In my project, I have written my own implementation of the higher levels of the Itanium abi (__cxa_throw, etc). However, when it came to stack unwinding, I decided that this would be too much for me to handle. So I decided to use llvm's libunwind and llvm's cxxabi for the personality function.
For reference, I'm compiling this for a MIPS 1 system with no OS and no fpu. So I'm compiling with the following defines: _LIBUNWIND_IS_NATIVE_ONLY
, _LIBUNWIND_IS_BAREMETAL
, _LIBUNWIND_HAS_NO_THREADS
, _ABIO32 1
, _MIPS_SIM _ABIO32
, __mips_isa_rev 1
and manually undefing __mips_hard_float
.
After adding these libraries into my program and fixing lots of compiler errors I get the following problem. I set my program up to do a simple try and catch, with the catch being a catch(...)
. However, it never reaches this point nor does it call __cxa_begin_catch
. Stepping through, it reaches Registers_mips_o32.jumpto
, but the value that the ra register is set to is 0x00010000
. This is without the compiler flag -fomit-frame-pointer
. Adding that compiler flag, the ra register is instead set to 0xbf800000
.
Neither of these are correct memory locations, as on this system my program and heap/stack all exist within the range 0x80000000
to 0x801fffff
In the source code for libunwind, the following comments and linkerscript are provided
// When statically linked on bare-metal, the symbols for the EH table are looked
// up without going through the dynamic loader.
// The following linker script may be used to produce the necessary sections and symbols.
// Unless the --eh-frame-hdr linker option is provided, the section is not generated
// and does not take space in the output file.
//
// .eh_frame :
// {
// __eh_frame_start = .;
// KEEP(*(.eh_frame))
// __eh_frame_end = .;
// }
//
// .eh_frame_hdr :
// {
// KEEP(*(.eh_frame_hdr))
// }
//
// __eh_frame_hdr_start = SIZEOF(.eh_frame_hdr) > 0 ? ADDR(.eh_frame_hdr) : 0;
// __eh_frame_hdr_end = SIZEOF(.eh_frame_hdr) > 0 ? . : 0;
Adding this to my linkerscript was required for the program to link properly. My understanding of this is that it should generate the eh frames properly
Checking the map file generated from linking, I get the following section
.eh_frame 0x000000008001cdf0 0x2188
0x000000008001cdf0 __eh_frame_start = .
*(.eh_frame)
.eh_frame 0x000000008001cdf0 0x45c test/build/Exception.o
0x4e8 (size before relaxing)
.eh_frame 0x000000008001d24c 0x18c test/build/Memory.o
0x1a0 (size before relaxing)
.eh_frame 0x000000008001d3d8 0x580 test/build/Typeinfo.o
0x594 (size before relaxing)
.eh_frame 0x000000008001d958 0x28 test/build/crt0.o
0x3c (size before relaxing)
.eh_frame 0x000000008001d980 0x280 test/build/main.o
0x2e0 (size before relaxing)

WORK TO COMPLETE: Continue the forum post about getting libunwind exception handling working on a bare-metal MIPS system, picking up after its last line of the linker map listing.

RAW RECORDS:
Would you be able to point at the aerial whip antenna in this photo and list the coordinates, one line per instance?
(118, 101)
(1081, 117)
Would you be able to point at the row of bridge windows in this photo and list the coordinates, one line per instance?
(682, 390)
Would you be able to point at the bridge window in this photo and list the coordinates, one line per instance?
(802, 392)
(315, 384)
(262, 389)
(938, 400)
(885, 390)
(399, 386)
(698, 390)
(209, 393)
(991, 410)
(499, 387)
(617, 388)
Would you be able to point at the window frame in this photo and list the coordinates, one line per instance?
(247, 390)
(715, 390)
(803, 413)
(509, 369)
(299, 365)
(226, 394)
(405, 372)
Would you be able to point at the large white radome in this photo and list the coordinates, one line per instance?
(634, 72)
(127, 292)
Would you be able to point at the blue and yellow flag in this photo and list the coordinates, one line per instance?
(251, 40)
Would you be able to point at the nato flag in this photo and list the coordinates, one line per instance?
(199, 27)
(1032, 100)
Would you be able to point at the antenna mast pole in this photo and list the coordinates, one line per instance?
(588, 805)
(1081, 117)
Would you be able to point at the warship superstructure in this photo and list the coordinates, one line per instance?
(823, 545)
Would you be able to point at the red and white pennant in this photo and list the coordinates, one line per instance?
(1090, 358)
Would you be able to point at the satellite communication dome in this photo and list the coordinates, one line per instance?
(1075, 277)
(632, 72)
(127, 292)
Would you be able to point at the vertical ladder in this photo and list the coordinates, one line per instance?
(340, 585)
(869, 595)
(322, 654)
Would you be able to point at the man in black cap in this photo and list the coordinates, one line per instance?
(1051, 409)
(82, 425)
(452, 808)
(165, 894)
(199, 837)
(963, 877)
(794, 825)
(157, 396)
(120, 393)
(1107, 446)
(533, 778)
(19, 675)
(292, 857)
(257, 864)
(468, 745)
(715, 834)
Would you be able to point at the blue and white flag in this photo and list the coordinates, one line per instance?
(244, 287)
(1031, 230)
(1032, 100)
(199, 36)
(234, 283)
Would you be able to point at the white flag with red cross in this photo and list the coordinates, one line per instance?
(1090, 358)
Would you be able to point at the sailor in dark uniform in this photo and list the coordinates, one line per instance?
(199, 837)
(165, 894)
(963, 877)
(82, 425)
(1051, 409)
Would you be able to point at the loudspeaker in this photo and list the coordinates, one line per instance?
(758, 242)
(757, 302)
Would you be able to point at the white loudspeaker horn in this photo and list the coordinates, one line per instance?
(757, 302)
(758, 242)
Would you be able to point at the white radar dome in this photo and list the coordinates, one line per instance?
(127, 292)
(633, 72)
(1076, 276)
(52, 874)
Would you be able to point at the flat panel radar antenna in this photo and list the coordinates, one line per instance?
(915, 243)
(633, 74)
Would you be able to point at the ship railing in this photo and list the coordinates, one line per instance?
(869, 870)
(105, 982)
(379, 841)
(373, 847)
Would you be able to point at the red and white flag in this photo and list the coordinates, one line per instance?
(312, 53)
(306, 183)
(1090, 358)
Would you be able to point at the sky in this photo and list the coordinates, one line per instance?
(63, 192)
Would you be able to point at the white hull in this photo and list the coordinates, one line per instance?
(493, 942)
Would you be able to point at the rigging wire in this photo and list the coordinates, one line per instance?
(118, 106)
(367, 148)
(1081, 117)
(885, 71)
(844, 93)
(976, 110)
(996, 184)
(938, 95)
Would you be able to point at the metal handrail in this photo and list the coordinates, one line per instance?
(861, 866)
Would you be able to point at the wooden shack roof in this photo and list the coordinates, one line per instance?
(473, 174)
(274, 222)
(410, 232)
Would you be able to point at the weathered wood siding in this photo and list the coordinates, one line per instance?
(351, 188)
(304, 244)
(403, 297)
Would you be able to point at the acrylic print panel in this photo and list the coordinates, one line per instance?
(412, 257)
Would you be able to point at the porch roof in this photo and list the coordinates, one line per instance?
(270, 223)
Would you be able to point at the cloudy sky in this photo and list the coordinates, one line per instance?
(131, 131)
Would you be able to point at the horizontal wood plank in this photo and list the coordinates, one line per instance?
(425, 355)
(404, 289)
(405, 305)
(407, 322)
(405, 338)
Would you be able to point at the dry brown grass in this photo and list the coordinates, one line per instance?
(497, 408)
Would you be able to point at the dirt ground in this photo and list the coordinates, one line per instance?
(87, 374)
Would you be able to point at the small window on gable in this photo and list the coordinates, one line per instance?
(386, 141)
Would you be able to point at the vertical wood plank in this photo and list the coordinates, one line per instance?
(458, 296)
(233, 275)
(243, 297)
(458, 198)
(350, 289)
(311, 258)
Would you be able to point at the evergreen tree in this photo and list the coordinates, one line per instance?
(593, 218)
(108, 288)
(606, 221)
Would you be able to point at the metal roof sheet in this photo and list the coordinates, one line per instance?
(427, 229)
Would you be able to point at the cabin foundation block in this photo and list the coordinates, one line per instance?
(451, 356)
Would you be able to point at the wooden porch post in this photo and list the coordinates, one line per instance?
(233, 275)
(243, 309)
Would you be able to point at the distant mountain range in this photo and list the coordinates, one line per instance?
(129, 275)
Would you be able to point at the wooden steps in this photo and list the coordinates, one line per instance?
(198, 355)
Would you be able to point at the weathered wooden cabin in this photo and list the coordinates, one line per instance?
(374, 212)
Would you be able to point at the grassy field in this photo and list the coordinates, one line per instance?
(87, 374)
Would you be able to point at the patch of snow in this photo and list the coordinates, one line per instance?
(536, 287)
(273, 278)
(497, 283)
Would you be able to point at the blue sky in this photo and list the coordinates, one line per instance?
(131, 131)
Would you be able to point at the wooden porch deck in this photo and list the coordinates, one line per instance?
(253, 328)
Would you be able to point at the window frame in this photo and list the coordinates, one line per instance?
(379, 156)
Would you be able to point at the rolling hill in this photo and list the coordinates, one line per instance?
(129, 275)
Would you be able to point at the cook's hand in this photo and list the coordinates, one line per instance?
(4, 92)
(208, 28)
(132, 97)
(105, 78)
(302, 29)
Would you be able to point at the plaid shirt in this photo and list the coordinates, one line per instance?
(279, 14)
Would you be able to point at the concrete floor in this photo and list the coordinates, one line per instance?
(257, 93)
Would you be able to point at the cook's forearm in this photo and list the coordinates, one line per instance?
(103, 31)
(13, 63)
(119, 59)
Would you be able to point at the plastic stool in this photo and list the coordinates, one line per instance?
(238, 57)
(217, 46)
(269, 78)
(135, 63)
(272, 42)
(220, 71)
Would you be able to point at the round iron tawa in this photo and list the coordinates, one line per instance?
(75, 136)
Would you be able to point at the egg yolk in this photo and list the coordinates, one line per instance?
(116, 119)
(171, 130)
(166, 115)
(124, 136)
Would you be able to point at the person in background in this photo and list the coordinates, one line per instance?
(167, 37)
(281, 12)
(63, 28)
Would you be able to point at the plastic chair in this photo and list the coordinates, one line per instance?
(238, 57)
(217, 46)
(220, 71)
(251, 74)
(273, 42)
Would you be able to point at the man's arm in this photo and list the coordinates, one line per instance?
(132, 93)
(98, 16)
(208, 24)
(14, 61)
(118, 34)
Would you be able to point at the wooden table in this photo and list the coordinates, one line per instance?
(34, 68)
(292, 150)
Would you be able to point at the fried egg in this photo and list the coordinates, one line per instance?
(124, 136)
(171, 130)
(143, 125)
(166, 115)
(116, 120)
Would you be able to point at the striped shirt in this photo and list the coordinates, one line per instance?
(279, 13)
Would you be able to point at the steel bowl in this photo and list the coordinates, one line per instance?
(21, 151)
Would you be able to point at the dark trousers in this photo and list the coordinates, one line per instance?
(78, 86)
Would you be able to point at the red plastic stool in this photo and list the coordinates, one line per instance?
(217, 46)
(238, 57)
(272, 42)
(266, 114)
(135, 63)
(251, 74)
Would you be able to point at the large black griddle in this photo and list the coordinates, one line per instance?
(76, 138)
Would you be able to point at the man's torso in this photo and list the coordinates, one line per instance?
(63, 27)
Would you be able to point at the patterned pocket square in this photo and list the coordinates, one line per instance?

SOLVED EXERCISE:
.eh_frame 0x000000008001dc00 0x1f8 test/build/UnwindLevel1.o
0x20c (size before relaxing)
.eh_frame 0x000000008001ddf8 0x0 test/build/UnwindLevel1-gcc-ext.o
0x190 (size before relaxing)
.eh_frame 0x000000008001ddf8 0x1180 test/build/libunwind.o
0x1930 (size before relaxing)
0x000000008001ef78 __eh_frame_end = .
.eh_frame_hdr 0x000000008001ce00 0x0
*(.eh_frame_hdr)
0x0000000000000000 __eh_frame_hdr_start = (SIZEOF (.eh_frame_hdr) > 0x0)?ADDR (.eh_frame_hdr):0x0
0x0000000000000000 __eh_frame_hdr_end = (SIZEOF (.eh_frame_hdr) > 0x0)?.:0x0
From what I can tell, this appears to be properly generated. But I'm not sure
My question then is this; I don't have a strong understanding of libunwind nor of stack unwinding. Is there something obvious here I am missing?
So it turns out this was actually a bug in libunwind! I've submitted a pull request for it here but I'll summarise the problem here.
Libunwind contains the following at the end of libunwind::Registers_mips_o32::jumpto
lw $30, (4 * 30)($4)
// load new pc into ra
lw $31, (4 * 32)($4)
// jump to ra, load a0 in the delay slot
jr $31
The way this is supposed to work is the 2nd line should load the new return address into $ra. The following line then returns to this new address
The reason this doesn't work is because it doesn't take into account the load delay! Load with offset takes an additional cycle to update the register's value. This means that when running the third line, $ra has not yet been updated. So it returns to the wrong address. This can be fixed by either adding a nop, or be moving the instructions around like so
// load new pc into ra
lw $31, (4 * 32)($4)
//allow for load delay, so that ra address is new value when jumping
lw $30, (4 * 30)($4)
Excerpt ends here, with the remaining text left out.